Dataset records about object locations

## Begin

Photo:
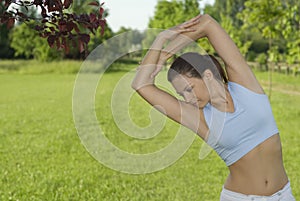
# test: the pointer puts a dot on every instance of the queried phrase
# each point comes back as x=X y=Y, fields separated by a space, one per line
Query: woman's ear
x=208 y=75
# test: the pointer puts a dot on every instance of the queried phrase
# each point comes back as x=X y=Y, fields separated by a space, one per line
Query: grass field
x=42 y=157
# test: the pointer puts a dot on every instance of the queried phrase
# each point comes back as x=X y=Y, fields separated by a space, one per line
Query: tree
x=56 y=23
x=28 y=44
x=168 y=14
x=274 y=20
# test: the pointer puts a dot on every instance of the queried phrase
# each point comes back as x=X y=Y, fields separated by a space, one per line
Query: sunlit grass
x=42 y=157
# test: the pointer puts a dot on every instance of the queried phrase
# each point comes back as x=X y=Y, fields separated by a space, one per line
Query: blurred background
x=41 y=155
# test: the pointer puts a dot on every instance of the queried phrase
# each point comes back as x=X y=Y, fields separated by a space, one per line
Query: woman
x=247 y=138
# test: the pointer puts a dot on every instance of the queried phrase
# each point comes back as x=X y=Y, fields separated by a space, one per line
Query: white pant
x=284 y=194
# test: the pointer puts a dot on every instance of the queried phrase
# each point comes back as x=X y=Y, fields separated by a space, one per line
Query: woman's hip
x=285 y=194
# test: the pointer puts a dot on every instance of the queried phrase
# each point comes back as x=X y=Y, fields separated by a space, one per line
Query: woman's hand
x=174 y=34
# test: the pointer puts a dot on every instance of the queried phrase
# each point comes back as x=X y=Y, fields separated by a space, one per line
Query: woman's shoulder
x=239 y=88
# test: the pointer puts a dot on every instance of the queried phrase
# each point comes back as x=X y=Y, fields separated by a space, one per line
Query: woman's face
x=192 y=89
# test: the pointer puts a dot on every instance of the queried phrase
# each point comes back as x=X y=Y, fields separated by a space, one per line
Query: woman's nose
x=187 y=97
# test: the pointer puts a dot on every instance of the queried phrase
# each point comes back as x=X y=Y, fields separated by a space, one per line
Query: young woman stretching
x=248 y=139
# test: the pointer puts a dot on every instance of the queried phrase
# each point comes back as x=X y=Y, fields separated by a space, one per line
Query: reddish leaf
x=52 y=29
x=95 y=3
x=67 y=3
x=38 y=2
x=64 y=45
x=10 y=23
x=44 y=12
x=101 y=11
x=62 y=25
x=76 y=28
x=93 y=17
x=81 y=46
x=69 y=26
x=58 y=43
x=51 y=40
x=85 y=38
x=102 y=25
x=54 y=5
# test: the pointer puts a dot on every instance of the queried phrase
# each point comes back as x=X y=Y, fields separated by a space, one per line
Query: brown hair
x=194 y=64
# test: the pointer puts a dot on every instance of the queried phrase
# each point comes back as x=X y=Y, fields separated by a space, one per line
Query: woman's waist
x=260 y=172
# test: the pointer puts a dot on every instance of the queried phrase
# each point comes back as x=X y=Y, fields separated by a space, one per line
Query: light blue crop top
x=233 y=135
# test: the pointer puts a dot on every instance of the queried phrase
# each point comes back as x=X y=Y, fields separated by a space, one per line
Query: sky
x=133 y=14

## End

■ **WHAT IS ASKED**
Make an exact copy of the listing above. Do not include the pictures.

■ **THE RESULT**
Photo:
# test: the pointer puts a dot on every instance of the queried phrase
# each point comes back as x=X y=Y, fields separated by a space, one per line
Query: woman's ear
x=208 y=75
# test: the pointer puts a dot on every instance of the queried phrase
# each point comes back as x=X y=Y, fields separated by a space, one per line
Query: grass field
x=42 y=157
# test: the pointer puts a dot on every instance of the queried phrase
# each point comes back as x=X y=Y, fields separated by a space, one per line
Query: tree
x=56 y=23
x=28 y=44
x=168 y=14
x=274 y=20
# test: the pointer puts a dot on every instance of the queried phrase
# each point comes back as x=X y=Y, fields separated by a space, one per line
Query: sunlit grass
x=42 y=157
# test: the pointer puts a dot on every instance of the queried phrase
# each point comes back as x=X y=Y, fields separated by a space, one per line
Query: blurred background
x=41 y=155
# test: the pointer puts a dot on every instance of the queried phrase
# each point comes back as x=X y=Y, fields separated by a space, one per line
Query: woman
x=247 y=138
# test: the pointer puts a dot on every instance of the queried phrase
# each point comes back as x=X y=Y, fields separated by a space, one per line
Query: white pant
x=284 y=194
# test: the pointer puts a dot on every instance of the queried phrase
# each point comes back as x=X y=Y, fields separated by a space, one per line
Query: woman's hip
x=285 y=194
# test: the pointer puts a dot on every instance of the queried phrase
# each point comes back as x=X y=Y, fields separated by a space, one per line
Query: woman's hand
x=174 y=34
# test: the pointer puts a dot on every instance of the queried phrase
# each point comes back as x=X y=Y, fields separated by a space, one per line
Query: woman's shoulder
x=239 y=88
# test: the pointer puts a dot on every instance of the queried phrase
# each point comes back as x=X y=Y, fields separated by a space, one per line
Query: woman's face
x=192 y=89
# test: the pointer puts a dot on every instance of the queried phrase
# each point comes back as x=X y=Y, fields separated by a space, one per line
Query: woman's nose
x=187 y=97
# test: the pointer puts a dot on every instance of the queried phrase
# each point comes back as x=X y=Y, fields separated by a space, one per line
Query: young woman stretching
x=248 y=139
# test: the pointer puts a dot on every instance of the queried phrase
# each point comes back as x=X y=Y, fields separated by a space, one per line
Query: reddish leaf
x=52 y=29
x=95 y=3
x=67 y=3
x=38 y=2
x=64 y=45
x=10 y=23
x=44 y=12
x=101 y=11
x=62 y=25
x=76 y=28
x=93 y=17
x=81 y=46
x=69 y=26
x=58 y=43
x=51 y=40
x=85 y=38
x=102 y=25
x=54 y=5
# test: the pointer puts a dot on every instance of the queried phrase
# each point comes back as x=X y=Y, fields separated by a space, one per line
Query: brown hair
x=194 y=64
# test: the pointer puts a dot on every instance of the queried phrase
# each point comes back as x=X y=Y, fields separated by a space, one per line
Query: woman's waist
x=260 y=172
# test: the pointer puts a dot on every instance of the queried phrase
# each point comes back as x=X y=Y, fields separated by a space, one per line
Query: light blue crop top
x=233 y=135
# test: the pointer puts a dot on every instance of the queried phrase
# each point comes back as x=X y=Y, fields separated by a space, one per line
Query: sky
x=133 y=14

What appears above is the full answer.